◆ PROMPT ◆
Check each line of the records below and collect those holding "blurred".

◆ EXERCISE MATERIAL ◆
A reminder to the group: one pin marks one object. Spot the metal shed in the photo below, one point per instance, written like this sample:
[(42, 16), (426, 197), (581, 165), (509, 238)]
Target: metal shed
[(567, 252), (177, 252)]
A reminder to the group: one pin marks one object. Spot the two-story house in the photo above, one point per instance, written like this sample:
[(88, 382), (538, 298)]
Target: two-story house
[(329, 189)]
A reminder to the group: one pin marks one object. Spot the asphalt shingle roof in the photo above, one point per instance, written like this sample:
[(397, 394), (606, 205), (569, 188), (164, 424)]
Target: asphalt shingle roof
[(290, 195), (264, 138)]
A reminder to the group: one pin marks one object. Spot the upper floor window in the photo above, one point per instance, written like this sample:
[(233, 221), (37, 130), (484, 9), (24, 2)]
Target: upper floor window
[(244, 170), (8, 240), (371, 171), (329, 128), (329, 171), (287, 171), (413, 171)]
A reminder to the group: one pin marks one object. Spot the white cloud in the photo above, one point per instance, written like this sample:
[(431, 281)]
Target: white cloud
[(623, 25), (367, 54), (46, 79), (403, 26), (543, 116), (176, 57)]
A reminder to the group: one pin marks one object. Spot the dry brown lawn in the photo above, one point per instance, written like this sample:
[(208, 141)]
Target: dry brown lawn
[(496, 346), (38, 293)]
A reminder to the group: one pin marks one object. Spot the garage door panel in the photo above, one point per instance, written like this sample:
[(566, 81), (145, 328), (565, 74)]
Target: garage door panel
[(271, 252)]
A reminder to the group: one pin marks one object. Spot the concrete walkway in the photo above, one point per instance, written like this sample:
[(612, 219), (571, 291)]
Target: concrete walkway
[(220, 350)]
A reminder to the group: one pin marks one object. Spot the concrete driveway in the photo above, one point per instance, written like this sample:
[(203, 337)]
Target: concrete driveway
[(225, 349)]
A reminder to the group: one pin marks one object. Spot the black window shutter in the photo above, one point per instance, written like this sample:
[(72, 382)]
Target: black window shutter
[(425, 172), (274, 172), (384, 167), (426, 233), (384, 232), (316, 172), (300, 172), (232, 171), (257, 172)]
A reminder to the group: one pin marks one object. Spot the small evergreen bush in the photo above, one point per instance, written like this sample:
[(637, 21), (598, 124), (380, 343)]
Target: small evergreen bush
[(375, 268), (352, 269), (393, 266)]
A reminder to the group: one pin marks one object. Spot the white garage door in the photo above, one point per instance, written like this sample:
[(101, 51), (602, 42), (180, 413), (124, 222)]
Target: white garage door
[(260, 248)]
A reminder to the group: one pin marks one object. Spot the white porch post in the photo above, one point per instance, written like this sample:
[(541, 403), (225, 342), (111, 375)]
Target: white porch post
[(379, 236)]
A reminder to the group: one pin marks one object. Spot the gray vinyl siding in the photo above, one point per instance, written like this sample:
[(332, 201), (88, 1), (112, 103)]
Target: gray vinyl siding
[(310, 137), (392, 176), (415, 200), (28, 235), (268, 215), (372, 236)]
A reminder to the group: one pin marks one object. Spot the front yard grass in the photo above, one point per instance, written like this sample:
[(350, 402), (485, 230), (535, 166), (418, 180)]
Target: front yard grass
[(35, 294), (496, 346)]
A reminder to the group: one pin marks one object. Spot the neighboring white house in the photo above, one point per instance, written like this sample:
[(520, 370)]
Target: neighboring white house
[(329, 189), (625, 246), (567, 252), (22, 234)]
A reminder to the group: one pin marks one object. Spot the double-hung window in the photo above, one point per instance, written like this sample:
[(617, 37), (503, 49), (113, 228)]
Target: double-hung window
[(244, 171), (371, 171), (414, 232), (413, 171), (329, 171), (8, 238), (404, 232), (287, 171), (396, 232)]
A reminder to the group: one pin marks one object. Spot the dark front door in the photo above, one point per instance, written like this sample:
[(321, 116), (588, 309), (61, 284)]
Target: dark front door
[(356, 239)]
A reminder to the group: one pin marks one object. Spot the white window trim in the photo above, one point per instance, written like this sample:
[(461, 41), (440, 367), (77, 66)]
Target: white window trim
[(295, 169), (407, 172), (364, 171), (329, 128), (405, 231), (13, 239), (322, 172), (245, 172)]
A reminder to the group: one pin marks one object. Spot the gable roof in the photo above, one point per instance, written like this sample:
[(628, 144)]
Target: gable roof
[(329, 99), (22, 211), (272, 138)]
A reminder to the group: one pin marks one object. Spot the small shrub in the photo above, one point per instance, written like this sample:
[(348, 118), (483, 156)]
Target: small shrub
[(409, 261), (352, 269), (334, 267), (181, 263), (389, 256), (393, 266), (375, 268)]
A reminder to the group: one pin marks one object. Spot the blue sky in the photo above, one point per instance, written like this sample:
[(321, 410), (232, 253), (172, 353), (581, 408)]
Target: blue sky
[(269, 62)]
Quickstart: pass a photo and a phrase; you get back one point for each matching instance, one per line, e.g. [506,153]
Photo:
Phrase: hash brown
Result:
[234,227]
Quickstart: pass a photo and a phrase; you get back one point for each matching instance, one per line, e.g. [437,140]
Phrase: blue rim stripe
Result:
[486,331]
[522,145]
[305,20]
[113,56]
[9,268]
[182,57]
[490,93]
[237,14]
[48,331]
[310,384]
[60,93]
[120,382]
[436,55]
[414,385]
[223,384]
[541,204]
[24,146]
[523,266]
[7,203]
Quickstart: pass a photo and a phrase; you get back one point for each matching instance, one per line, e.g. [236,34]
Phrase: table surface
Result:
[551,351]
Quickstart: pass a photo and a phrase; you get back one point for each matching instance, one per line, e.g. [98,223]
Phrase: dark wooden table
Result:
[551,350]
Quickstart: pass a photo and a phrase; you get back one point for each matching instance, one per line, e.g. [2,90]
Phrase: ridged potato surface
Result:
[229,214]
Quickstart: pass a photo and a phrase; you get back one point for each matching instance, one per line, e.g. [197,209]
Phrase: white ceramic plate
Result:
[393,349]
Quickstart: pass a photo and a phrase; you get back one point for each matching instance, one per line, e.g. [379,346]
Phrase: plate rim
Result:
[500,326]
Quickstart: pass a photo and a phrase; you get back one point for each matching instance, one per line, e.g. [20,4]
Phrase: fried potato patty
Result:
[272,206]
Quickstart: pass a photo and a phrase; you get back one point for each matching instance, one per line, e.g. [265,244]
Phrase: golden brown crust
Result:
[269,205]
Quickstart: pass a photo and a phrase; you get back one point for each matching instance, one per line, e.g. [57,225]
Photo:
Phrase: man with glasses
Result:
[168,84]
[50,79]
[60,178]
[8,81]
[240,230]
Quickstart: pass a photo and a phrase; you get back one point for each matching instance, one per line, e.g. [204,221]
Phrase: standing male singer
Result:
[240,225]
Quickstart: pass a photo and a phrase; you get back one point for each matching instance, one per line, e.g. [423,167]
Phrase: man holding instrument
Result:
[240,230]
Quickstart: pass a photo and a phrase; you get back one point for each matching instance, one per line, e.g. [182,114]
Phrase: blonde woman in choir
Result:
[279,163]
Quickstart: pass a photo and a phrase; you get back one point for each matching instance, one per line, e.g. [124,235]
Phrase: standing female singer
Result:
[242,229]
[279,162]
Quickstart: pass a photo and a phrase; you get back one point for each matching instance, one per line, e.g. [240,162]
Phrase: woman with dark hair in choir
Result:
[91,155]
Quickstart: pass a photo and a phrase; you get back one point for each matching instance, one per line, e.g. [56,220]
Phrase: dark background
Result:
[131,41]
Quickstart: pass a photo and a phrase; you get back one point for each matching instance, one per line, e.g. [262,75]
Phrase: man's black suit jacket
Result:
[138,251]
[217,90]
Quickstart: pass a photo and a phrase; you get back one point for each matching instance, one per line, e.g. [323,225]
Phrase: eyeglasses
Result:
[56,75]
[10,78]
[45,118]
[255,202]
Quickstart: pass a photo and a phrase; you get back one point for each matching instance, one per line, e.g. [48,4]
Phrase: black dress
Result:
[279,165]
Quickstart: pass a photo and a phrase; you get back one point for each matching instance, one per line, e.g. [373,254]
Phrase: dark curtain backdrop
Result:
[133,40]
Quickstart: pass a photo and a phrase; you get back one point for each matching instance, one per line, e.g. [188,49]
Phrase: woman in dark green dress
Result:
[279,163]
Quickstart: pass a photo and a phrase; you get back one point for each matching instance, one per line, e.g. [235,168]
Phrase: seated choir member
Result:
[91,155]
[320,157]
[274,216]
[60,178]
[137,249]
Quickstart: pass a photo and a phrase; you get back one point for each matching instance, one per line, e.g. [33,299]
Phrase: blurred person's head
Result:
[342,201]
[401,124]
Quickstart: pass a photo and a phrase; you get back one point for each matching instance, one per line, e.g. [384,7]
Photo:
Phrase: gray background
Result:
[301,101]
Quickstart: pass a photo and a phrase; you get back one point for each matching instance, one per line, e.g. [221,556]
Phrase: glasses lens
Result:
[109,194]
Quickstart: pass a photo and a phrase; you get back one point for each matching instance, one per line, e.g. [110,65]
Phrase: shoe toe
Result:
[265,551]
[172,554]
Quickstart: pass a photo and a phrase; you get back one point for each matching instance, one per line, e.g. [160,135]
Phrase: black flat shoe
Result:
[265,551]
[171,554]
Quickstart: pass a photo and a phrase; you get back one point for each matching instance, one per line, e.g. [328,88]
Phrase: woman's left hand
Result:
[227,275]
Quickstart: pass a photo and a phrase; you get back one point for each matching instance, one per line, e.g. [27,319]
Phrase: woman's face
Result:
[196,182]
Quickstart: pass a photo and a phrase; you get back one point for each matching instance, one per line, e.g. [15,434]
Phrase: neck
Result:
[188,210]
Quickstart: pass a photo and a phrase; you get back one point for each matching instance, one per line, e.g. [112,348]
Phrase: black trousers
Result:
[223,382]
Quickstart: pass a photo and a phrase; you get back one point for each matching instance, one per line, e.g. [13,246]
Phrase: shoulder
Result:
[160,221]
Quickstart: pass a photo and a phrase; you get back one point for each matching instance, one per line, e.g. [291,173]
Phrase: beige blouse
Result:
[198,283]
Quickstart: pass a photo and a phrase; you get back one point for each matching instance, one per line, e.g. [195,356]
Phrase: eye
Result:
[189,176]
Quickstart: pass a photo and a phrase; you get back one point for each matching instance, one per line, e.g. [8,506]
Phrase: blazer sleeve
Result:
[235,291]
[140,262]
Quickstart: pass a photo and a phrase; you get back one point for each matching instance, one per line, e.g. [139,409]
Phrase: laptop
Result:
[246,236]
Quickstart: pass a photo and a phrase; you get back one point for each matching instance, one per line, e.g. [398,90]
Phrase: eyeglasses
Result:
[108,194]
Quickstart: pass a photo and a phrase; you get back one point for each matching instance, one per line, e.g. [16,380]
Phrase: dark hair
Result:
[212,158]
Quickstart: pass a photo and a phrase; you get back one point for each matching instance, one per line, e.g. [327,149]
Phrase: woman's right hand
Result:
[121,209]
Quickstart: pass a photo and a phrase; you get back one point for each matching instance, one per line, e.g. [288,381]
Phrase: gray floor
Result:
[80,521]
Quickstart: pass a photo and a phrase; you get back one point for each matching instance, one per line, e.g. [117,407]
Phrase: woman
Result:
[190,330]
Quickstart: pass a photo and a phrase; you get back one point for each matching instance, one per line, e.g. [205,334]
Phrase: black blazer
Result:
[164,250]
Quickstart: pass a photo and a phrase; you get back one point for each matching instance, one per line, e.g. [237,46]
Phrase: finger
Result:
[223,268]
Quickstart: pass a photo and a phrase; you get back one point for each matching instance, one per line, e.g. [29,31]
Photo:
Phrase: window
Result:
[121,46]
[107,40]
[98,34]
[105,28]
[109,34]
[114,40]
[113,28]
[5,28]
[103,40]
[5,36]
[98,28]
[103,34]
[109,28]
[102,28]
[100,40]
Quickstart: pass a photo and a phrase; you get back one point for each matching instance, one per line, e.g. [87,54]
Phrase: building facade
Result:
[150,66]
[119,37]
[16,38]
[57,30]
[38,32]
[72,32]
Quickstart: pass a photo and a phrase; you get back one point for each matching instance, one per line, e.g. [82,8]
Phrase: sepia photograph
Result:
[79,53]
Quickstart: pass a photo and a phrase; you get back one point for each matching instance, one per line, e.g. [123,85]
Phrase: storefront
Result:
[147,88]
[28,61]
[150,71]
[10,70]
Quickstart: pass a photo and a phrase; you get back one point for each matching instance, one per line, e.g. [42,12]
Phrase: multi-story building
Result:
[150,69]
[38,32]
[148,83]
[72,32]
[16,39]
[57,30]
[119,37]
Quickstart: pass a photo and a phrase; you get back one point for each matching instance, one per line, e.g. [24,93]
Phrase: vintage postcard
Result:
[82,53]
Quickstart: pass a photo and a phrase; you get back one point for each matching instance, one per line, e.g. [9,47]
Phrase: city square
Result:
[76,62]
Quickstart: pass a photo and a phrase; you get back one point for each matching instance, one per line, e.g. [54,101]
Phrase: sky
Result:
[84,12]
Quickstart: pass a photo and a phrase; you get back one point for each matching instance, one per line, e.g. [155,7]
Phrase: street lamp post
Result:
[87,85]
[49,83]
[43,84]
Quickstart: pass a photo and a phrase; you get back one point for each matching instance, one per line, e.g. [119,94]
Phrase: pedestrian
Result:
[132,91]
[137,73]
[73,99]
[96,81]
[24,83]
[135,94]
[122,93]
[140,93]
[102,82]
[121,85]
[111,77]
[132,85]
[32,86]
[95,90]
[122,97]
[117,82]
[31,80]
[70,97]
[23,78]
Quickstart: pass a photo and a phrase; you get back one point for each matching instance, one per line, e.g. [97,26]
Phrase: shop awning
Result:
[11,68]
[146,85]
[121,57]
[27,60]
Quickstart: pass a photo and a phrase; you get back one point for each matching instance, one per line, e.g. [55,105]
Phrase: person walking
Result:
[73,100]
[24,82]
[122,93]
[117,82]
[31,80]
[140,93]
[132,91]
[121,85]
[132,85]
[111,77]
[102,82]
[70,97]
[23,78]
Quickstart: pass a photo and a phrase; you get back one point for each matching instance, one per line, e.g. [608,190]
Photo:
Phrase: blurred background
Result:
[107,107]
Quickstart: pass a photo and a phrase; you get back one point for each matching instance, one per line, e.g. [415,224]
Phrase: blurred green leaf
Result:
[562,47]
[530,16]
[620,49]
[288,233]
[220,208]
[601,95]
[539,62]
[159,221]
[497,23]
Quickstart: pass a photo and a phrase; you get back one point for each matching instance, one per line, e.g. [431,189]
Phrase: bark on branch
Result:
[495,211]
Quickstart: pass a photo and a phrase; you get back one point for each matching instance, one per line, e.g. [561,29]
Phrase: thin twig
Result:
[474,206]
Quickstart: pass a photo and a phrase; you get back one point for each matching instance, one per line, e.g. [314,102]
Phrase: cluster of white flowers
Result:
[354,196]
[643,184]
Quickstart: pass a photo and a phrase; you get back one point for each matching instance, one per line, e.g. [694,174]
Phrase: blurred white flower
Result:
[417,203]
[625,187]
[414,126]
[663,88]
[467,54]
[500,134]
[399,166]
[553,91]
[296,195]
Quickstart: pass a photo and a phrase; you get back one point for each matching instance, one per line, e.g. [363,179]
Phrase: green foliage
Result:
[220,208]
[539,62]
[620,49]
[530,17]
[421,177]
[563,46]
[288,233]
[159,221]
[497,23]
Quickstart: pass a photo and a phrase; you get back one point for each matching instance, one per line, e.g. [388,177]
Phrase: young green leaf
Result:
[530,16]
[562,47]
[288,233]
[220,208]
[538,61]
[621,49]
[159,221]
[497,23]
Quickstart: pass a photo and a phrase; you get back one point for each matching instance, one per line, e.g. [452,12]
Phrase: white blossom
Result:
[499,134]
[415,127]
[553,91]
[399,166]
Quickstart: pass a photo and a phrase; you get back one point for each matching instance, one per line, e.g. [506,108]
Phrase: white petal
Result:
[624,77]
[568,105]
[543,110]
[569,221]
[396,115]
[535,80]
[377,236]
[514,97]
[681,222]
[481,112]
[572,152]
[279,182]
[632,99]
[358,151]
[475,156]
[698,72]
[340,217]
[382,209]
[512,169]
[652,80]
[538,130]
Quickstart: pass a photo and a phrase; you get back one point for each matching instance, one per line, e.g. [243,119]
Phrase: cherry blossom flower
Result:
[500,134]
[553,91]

◆ TASK ANSWER ◆
Phrase: blurred person's head
Phrase: blurred background
Phrase: blurred green leaf
Phrase: blurred white flower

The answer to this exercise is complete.